Con la celebración de hoy comenzamos la Cuaresma, cuarenta días de preparación para la renovación de las promesas bautismales en Pascua de Resurrección, mediante la oración, la limosna y el ayuno. Estas prácticas penitenciales, indica el Evangelio, debemos hacerlas en lo secreto: «Y tu Padre, que ve en lo secreto, te recompensará». Pero para encontrarles ese sentido penitencial, antes tenemos que reconocer que somos pecadores: «Misericordia, Señor, hemos pecado» , repetimos en el salmo responsorial, y que necesitamos en este tiempo de gracia dejarnos reconciliar con Dios (2 lectura). El mejor medio será celebrar el sacramento de la penitencia, en el que expresamos que nuestra conversión no es puramente exterior, sino que de verdad queremos rasgar nuestros corazones arrepentidos (cf. 1 lectura).
Domingo I de Cuaresma (21 de febrero)

Por el bautismo fuimos salvados como Noé y los suyos en el arca, leemos en la primera y segunda lecturas. En este tiempo hemos de reavivar esa gracia bautismal. El Evangelio nos presenta a Jesús en el desierto cuarenta días, dejándose tentar por Satanás, viviendo entre alimañas y servido por los ángeles. Así inauguró la práctica de nuestra penitencia cuaresmal y nos enseñó a sofocar la fuerza del pecado, rechazando las tentaciones del enemigo (Prefacio). Comenzamos con él el camino hacia la Pascua. Y pedimos al Padre «que nos haga sentir hambre de Cristo, pan vivo y verdadero, y que nos enseñe a vivir constantemente de toda palabra que sale de su boca», rezamos en la oración de la comunión.
+---+
Según el texto sobre la Cuaresma, ¿mediante qué tres prácticas se vive la preparación de cuarenta días? Los registros no tienen relación con el texto.
+---+
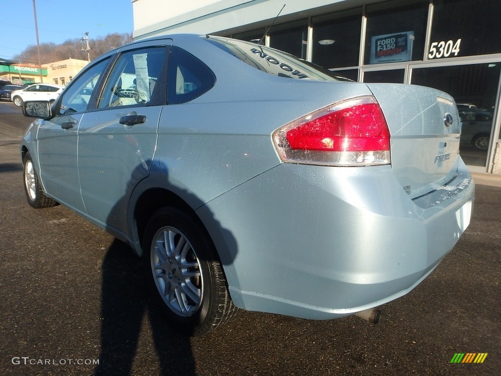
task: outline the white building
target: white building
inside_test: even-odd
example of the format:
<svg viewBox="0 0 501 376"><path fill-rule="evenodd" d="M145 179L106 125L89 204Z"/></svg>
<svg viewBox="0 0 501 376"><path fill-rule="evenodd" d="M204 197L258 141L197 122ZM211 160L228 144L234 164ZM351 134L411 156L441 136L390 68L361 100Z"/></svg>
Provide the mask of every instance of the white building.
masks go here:
<svg viewBox="0 0 501 376"><path fill-rule="evenodd" d="M443 90L462 118L465 162L501 174L501 2L131 1L134 39L176 33L260 39L275 20L267 45L359 82Z"/></svg>

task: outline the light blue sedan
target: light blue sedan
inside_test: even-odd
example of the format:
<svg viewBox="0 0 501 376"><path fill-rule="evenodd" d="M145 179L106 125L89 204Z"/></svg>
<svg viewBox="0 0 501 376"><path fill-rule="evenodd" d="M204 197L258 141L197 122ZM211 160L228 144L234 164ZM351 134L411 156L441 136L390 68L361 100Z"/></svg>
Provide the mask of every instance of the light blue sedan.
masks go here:
<svg viewBox="0 0 501 376"><path fill-rule="evenodd" d="M38 118L21 143L30 205L60 203L144 254L166 315L194 335L235 307L373 312L471 215L449 95L349 82L253 43L135 42L24 112Z"/></svg>

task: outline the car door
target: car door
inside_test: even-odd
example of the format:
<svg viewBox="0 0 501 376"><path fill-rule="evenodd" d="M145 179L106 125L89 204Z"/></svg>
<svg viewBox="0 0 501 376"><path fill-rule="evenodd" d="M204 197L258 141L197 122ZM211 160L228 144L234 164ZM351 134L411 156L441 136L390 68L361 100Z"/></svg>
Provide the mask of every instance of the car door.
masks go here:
+---+
* Resultado del ejercicio
Mediante la oración, la limosna y el ayuno.